Exercise requirements
Transcribe, word for word, the line containing "of the photograph" and each line following it through the end of the listing below. Omit all other lines.

Records shown
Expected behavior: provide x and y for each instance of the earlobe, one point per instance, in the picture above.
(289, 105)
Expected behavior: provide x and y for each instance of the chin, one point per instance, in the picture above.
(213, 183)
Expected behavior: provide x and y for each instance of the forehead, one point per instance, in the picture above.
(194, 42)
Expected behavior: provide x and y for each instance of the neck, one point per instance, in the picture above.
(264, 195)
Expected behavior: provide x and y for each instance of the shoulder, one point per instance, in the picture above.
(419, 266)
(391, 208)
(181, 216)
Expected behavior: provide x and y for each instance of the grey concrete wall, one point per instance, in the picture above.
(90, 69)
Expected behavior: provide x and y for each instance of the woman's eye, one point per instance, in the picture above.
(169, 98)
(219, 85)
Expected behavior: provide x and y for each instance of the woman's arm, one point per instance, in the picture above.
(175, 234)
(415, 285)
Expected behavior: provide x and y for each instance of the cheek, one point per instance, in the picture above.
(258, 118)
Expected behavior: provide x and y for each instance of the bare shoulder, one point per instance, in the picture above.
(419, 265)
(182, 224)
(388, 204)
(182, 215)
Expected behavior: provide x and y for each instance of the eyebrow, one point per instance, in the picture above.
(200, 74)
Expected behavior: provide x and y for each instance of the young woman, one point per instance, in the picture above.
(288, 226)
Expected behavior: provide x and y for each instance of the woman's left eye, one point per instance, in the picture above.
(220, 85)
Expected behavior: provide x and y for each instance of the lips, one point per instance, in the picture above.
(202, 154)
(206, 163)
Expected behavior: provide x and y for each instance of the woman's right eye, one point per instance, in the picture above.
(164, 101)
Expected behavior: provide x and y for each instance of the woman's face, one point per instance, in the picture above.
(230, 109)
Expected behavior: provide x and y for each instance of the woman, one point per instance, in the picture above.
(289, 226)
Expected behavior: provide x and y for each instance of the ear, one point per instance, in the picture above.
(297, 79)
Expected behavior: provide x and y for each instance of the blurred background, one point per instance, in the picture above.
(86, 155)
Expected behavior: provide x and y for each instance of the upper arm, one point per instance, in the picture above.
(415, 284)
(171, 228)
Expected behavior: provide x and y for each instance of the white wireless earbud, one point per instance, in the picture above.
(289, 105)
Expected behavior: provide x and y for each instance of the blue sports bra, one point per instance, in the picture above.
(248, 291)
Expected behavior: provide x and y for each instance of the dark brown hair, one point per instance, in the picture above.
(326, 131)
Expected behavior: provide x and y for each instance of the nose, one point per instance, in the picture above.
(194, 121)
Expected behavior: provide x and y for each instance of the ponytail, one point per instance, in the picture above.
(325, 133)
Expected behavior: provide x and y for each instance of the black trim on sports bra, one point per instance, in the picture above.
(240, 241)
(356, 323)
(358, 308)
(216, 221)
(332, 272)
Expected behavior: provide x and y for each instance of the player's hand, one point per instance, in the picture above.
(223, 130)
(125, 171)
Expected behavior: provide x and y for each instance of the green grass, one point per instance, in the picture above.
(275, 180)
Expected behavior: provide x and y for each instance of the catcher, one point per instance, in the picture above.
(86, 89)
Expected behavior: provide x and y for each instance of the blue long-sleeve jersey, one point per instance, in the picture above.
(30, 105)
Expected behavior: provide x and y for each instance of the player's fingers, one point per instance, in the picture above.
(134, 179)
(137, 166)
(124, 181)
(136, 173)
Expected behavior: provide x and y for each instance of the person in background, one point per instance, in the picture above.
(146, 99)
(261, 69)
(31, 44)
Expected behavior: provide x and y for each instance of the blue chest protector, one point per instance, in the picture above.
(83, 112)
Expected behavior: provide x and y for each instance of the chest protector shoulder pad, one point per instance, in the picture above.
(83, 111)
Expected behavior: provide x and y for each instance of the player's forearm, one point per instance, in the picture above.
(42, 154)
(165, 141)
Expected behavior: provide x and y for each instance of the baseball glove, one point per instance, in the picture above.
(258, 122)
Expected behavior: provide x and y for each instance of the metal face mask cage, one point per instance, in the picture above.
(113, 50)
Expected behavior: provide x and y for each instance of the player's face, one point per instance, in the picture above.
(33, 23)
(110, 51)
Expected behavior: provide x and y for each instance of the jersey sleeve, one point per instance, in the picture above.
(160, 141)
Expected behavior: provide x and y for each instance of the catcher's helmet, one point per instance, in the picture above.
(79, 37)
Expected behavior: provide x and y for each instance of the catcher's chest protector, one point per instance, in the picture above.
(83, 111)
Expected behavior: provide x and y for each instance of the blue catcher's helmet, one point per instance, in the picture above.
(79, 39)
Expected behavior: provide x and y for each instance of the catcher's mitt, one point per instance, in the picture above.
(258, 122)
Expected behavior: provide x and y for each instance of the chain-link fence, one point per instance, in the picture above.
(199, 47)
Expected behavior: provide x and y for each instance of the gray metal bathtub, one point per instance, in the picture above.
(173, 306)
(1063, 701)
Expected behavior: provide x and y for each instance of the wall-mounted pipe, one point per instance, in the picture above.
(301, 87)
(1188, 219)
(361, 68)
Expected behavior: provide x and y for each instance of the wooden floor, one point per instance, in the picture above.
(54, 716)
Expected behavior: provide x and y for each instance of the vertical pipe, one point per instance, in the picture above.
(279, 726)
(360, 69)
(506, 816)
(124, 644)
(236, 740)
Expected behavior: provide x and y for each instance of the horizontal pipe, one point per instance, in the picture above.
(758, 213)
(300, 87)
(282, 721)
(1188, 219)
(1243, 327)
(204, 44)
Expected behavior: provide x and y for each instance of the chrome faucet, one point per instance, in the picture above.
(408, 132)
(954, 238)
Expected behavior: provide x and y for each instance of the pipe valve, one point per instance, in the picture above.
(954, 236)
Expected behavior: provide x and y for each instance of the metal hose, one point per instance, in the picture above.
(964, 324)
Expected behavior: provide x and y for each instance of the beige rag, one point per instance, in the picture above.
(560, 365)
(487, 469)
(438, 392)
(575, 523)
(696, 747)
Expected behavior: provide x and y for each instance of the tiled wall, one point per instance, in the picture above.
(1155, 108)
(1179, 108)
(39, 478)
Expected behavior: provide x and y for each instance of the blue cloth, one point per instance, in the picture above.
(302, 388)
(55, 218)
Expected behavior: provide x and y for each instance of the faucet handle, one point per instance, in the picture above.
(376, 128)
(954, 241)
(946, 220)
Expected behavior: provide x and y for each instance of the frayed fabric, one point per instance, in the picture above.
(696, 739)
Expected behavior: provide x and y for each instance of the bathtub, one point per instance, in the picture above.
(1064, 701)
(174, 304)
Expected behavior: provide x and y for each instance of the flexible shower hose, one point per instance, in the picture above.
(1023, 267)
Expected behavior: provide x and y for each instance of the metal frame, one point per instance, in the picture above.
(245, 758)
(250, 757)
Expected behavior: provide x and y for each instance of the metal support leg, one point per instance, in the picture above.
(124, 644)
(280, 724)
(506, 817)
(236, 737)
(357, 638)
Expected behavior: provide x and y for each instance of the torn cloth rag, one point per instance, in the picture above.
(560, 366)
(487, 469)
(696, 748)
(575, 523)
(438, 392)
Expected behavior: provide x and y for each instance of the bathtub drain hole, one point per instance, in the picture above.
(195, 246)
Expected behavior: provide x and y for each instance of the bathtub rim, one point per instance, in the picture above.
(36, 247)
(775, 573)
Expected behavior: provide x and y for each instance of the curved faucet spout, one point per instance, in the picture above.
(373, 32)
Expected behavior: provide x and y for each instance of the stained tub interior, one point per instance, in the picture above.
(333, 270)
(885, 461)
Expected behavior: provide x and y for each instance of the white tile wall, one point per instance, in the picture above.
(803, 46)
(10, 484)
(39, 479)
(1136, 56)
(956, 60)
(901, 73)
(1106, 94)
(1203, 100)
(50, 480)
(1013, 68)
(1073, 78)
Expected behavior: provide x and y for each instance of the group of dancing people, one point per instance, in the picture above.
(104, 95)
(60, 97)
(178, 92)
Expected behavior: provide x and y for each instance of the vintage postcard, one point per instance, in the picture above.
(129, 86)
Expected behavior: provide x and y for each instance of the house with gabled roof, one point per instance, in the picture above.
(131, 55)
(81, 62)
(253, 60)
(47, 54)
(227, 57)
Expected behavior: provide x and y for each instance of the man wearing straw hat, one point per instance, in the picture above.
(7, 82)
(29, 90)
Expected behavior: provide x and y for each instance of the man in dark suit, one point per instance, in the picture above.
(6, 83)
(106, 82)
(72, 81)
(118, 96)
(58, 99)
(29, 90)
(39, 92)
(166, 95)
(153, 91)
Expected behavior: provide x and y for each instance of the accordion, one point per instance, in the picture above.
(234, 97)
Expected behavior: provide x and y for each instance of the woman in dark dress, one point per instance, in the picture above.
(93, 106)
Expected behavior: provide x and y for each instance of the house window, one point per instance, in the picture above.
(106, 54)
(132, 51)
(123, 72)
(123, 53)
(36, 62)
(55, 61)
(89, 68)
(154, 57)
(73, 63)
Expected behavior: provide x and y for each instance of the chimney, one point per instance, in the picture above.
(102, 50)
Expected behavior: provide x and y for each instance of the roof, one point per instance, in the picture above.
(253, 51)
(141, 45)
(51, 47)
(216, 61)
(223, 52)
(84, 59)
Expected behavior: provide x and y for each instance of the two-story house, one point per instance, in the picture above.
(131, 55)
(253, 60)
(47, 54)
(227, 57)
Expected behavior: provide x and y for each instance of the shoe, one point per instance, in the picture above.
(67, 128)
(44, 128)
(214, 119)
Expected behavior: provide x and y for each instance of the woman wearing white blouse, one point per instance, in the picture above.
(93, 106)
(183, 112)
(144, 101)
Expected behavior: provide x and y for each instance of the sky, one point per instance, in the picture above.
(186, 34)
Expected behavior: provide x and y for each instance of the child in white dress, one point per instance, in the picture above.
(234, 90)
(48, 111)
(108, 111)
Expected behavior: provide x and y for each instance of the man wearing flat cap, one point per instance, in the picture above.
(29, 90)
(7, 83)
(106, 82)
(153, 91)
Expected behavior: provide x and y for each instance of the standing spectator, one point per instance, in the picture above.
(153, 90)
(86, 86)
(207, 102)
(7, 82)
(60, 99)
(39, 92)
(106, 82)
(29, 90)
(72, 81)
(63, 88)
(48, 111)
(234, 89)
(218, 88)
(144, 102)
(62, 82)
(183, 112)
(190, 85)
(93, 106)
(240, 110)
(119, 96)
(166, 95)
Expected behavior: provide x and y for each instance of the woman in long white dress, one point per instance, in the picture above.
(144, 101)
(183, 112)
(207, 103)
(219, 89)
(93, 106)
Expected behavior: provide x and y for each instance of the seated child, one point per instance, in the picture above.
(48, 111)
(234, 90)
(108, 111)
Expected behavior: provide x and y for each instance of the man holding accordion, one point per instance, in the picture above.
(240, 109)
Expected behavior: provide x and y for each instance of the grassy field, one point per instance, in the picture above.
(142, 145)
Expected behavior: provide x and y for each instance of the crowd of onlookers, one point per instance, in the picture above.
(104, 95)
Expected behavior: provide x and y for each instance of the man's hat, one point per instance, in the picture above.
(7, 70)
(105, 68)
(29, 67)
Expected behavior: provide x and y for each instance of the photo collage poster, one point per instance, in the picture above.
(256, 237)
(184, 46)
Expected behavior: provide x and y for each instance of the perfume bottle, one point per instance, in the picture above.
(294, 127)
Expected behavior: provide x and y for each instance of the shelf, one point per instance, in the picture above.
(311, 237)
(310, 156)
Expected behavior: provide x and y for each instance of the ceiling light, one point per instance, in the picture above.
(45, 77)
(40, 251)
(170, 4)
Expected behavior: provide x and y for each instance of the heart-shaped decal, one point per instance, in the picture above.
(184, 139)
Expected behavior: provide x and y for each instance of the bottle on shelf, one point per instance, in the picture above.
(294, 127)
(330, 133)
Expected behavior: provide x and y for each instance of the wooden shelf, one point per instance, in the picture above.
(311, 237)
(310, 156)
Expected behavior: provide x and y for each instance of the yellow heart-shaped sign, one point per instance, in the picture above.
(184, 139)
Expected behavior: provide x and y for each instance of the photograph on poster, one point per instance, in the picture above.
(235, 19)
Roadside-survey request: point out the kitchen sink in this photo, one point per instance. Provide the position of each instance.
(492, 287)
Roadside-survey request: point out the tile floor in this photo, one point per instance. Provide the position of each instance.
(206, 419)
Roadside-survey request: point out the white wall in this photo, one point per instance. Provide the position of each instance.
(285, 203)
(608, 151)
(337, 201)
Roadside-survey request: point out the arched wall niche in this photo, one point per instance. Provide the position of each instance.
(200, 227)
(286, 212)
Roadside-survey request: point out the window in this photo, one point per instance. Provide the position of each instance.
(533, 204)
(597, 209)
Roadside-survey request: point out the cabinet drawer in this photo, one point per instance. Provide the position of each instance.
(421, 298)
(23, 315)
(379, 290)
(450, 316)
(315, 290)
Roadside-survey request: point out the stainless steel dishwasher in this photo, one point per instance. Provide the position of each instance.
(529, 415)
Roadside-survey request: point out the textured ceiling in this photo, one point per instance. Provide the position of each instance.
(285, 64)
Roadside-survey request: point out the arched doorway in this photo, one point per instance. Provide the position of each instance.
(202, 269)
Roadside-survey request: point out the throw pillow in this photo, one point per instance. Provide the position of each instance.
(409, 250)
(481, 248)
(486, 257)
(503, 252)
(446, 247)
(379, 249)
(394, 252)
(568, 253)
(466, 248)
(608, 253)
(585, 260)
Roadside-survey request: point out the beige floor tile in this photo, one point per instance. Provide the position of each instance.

Task output
Expected behavior: provide x and y for each instance of the photograph on poster, one point per instance, in the picture above.
(235, 19)
Roadside-survey request: point out the kitchen sink in this photo, one point per instance. Provide the position of each instance.
(492, 287)
Roadside-survey request: point out the tile floor in this photo, one point per instance. Provide the position of each instance.
(206, 419)
Roadside-survey request: point out the white wall in this photo, one point per instance. Provide the position of each instance.
(285, 203)
(608, 151)
(337, 201)
Roadside-survey request: point out the arched wall niche in this photo, one point per instance. Provide the position of each instance.
(200, 227)
(286, 212)
Roadside-survey request: point out the window in this photo, one point per instance. Provide the position of each instance.
(533, 204)
(597, 209)
Roadside-survey request: point out the cabinet drawer in this photo, one point per instance. Provide the position of each instance.
(421, 298)
(23, 315)
(379, 290)
(450, 316)
(315, 290)
Roadside-survey request: point out the stainless steel dishwasher in this photo, one point per instance. Provide the position of each instance.
(529, 415)
Roadside-survey request: point out the textured ceiling in this photo, one point per instance. Provide the position of each instance.
(285, 64)
Roadside-survey request: point out the arched doorway in this photo, one point per instance. Provide the position of each instance.
(202, 269)
Roadside-survey request: point out the throw pillow in this photo, one point per instance. Provide the position of each instance.
(409, 250)
(481, 248)
(486, 257)
(503, 252)
(446, 247)
(379, 249)
(394, 252)
(568, 253)
(466, 248)
(608, 253)
(585, 260)
Roadside-survey request: point out the beige floor tile in this photo, one point per instance. Provide the position of each instance.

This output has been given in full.